Document section
By Tyler Wood (Zelus_Craft)
Terraria is a colorful sidescrolling mining and crafting game developed by Re-Logic, originally released in 2011. Though released on the Xbox 360, mobile devices, and the PlayStation Vita, this retrospective will largely cover the PC version. Warning: Contains some spoilers.
I first encountered Terraria in the wee hours of the morning while working on a project with some classmates in college. A member of the project was playing it while taking a break, and I asked him “Wow, what ugly game is that?”
“It’s Terraria,” he calmly replied, “It’s a lot like Minecraft.”
“It reminds me of Soldat.”
“Yeah – it plays like it too.”
The game looked cheap, but colorful – I was charmed by it after only a few minutes of watching my colleague play. Fortunately, Terraria was, and still is, an inexpensive game and now features far more bonus content than back in 2011.
Many comparisons between Terraria and Minecraft have been made; I made many comparisons myself when I first started playing. Both Minecraft and Terraria had their 1.0 debut at about the same time, and both feature mining, crafting, bosses, and exploration, as well as passionate communities egging on great development teams. On the surface Terraria and Minecraft are very similar, but after a few hours with each it’s very clear that they gravitate towards different goals with completely different execution. Just setting the record straight: Minecraft is not 3D Terraria, nor is Terraria a 2D Minecraft.
With hundreds of hours of playtime and many sleepless nights, let’s see what Terraria has become over the last three years:
In Terraria you play as a human who is prone to grunting whenever struck. Character creation is somewhat barebones, but functional: Name, hairstyle, and color options for hair, skin, eye, shirt, pants, and shoes are available. In reality, very little of character creation customization actually matters as it’s soon buried under armor and accessories. Two parts of character creation are important, the first being the character name as it’s visible to allies on the same team color. Though teams are optional, they’re very useful for locating and tracking other players (in both co-op and PvP play). The other important part is the difficulty option, which is character specific. Among the difficulty options are Softcore, Mediumcore, and Hardcore. When a Softcore character dies they will drop half of their money and respawn at their ‘Home’ location. Mediumcore characters will drop all of their inventory, in addition to their money, and then respawn, and Hardcore characters drop their inventory, are automatically deleted, and the player plays as a ghost until they close the game. Terraria allows players to have as many characters as they want in addition to locally saved worlds.
I’m safe at home while Nurgle is out getting shot.

Instruction 1
In the Terraria retrospective, which company developed the game?
Instruction 2
Turn the paragraph of the Terraria retrospective that begins "In Terraria you play as a human" into a short bulleted list that keeps its main facts.
Instruction 3
Reproduce word for word the stretch of the Terraria retrospective from "By Tyler Wood" through "Contains some spoilers.".
Nothing in the listing is needed here.

Given entries
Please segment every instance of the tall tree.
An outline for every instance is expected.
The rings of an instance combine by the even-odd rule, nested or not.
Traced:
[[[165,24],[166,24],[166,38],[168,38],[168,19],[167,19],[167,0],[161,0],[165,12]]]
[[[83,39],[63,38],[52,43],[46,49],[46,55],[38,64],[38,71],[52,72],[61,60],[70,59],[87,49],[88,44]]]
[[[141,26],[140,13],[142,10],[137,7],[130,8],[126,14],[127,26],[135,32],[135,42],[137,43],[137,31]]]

Full output 1
Re-Logic

Full output 2
- You play as a human who grunts when struck.
- Character creation is basic but works. It offers a name, a hairstyle, and colors for hair, skin, eyes, shirt, pants, and shoes.
- Most of these choices matter little, since armor and accessories soon cover them.
- The name matters because allies on the same team color can see it. Teams are optional but help you find and track other players in co-op and PvP.
- Difficulty is set per character and also matters:
  - Softcore: on death, drops half its money and respawns at its Home location.
  - Mediumcore: drops all inventory and money, then respawns.
  - Hardcore: drops its inventory and is automatically deleted. The player then plays as a ghost until closing the game.
- Players can have as many characters as they want, plus locally saved worlds.

Full output 3
By Tyler Wood (Zelus_Craft)
Terraria is a colorful sidescrolling mining and crafting game developed by Re-Logic, originally released in 2011. Though released on the Xbox 360, mobile devices, and the PlayStation Vita, this retrospective will largely cover the PC version. Warning: Contains some spoilers.